Finally, in Eq. (2) we have implicitly assumed that \(\sum\nolimits_{i = 1}^{N} {\phi (x_{i} )} = 0\). Generally, this is not the case, this leads to the normalization of the kernel matrix, where we replacing \(K\) by the Gram matrix \(G\) as follows:

$$G = K - 1_{N} K - K1_{N} + 1_{N} K1_{N}$$
(16)

with:\(1_{N} = \frac{1}{N}\left( {\begin{array}{*{20}c} 1 & \ldots & 1 \\ \vdots & \ddots & \vdots \\ 1 & \cdots & 1 \\ \end{array} } \right) \in {\mathbb{R}}^{N \times N}.\)

2.2 Number of principal components

Determining the number of retained principal components (\(\ell\)) is the important step of modeling based on KPCA. The cumulative percent variance (CPV) has been proposed to compute the retain PC (\(\ell\)) (Zhang et al. 2012) and (Jaffel et al. 2016a, b). The cumulative percent variance (CPV) is the sum of the first \(\ell\) eigenvalues divided by their total variations. It can be expressed as:

$$CPV(\ell ) = \frac{{\sum\nolimits_{j = 1}^{\ell } {\lambda_{j} } }}{{\sum\nolimits_{j = 1}^{m} {\lambda_{j} } }}100\%$$
(17)

The number \(\ell\) of retained PCs is chosen if the CPV is higher to 95%.

2.3 Fault detection

Like in PCA approach, the squared prediction error (SPE) is usually used for fault detection using KPCA (Nomikos and MacGregor 1995; Lahdhiri et al. 2017). However, the conventional KPCA does not provide any approach of data reconstruction in the feature space. Thus, the computation SPE index is difficult in the KPCA method. (Lee et al. 2004a, b; Choi et al. 2005) proposed a simple expression to calculate SPE in the feature space H, which is shown as follows:

$$SPE\,\, = \,\,\left\| {\,{\mathbf{k}}(x,x) - k_{{x_{t} }}^{T} \,\hat{P}\,\hat{\varLambda }^{ - 1} \,\hat{P}^{T} \,k_{{x_{t} }} \,} \right\|$$
(18)

**Data**
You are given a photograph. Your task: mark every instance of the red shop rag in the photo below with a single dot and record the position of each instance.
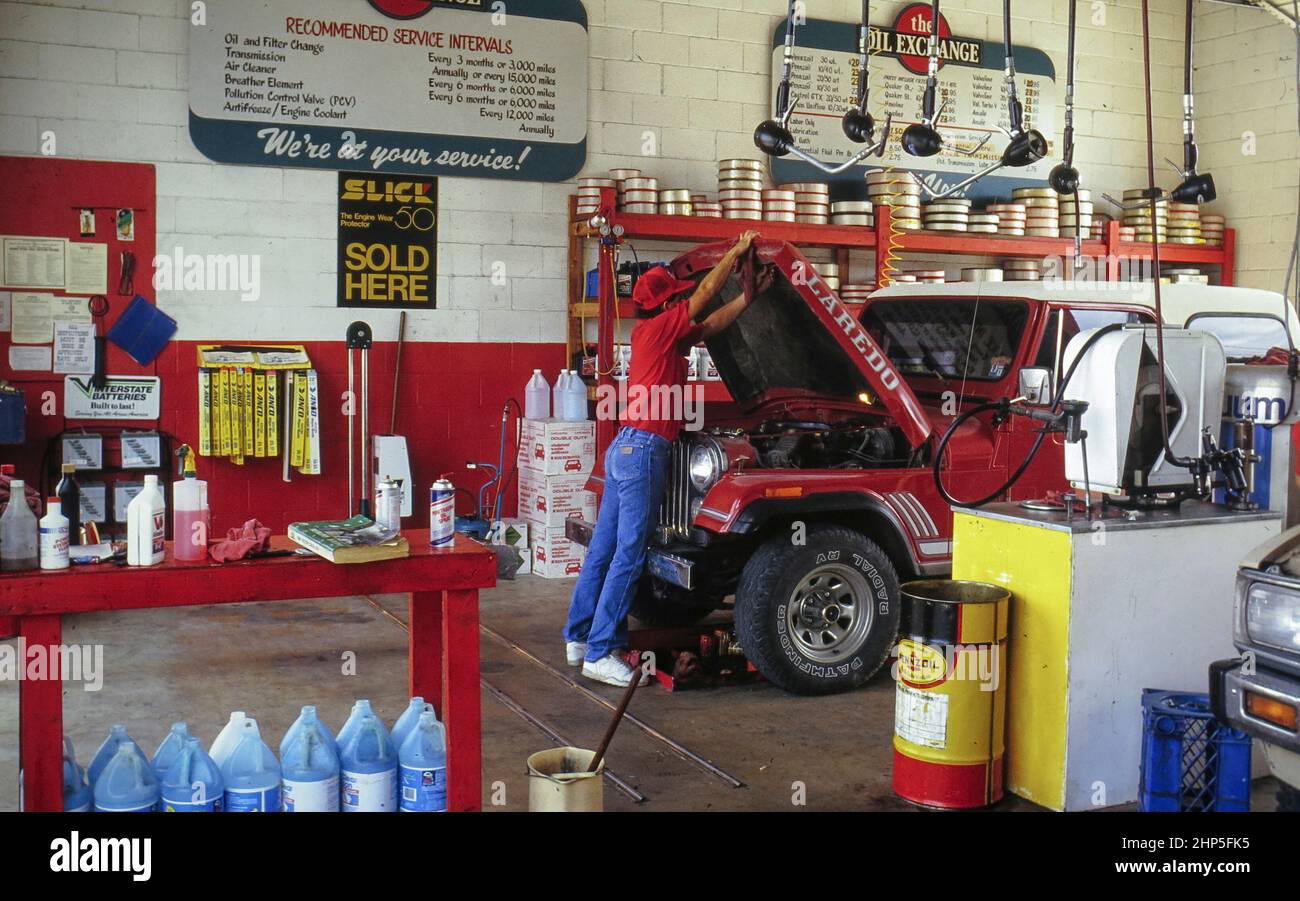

...

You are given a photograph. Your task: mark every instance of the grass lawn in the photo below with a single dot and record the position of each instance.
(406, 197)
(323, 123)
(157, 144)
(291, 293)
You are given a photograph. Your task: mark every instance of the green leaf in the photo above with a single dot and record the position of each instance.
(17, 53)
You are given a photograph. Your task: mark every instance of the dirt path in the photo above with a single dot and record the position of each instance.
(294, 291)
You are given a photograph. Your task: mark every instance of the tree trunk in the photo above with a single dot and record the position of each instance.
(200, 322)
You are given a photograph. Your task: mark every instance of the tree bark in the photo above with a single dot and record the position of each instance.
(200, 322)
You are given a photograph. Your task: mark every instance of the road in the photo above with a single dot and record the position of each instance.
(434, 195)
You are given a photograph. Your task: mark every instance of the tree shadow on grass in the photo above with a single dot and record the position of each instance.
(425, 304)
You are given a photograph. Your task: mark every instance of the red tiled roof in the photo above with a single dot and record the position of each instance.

...

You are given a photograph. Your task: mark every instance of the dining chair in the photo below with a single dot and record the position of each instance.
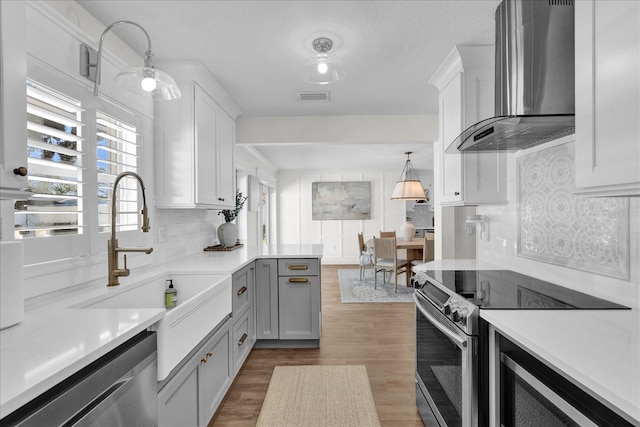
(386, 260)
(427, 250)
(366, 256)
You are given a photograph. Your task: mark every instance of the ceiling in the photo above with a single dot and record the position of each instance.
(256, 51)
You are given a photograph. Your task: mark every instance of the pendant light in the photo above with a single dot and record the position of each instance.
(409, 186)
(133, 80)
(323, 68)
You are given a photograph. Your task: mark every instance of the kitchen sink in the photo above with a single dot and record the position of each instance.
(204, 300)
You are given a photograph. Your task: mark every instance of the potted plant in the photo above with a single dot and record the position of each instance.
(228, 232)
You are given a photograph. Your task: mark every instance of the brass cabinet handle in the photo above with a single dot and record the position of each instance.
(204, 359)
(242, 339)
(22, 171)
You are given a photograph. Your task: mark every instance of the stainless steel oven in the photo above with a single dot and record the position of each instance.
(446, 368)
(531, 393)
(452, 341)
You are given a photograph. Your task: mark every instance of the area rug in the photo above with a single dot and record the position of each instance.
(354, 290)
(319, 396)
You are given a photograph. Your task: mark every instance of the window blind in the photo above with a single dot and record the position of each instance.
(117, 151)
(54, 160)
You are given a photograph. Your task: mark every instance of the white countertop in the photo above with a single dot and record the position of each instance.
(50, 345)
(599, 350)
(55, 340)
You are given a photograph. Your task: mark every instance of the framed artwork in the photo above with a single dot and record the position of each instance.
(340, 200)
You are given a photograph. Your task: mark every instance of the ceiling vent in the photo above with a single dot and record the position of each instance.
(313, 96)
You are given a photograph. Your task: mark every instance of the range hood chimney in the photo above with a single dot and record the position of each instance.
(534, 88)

**Objective**
According to the KPCA text, what value must the cumulative percent variance exceed for the number of retained principal components to be chosen? The records play no part in the exercise.

**Answer for this exercise**
95%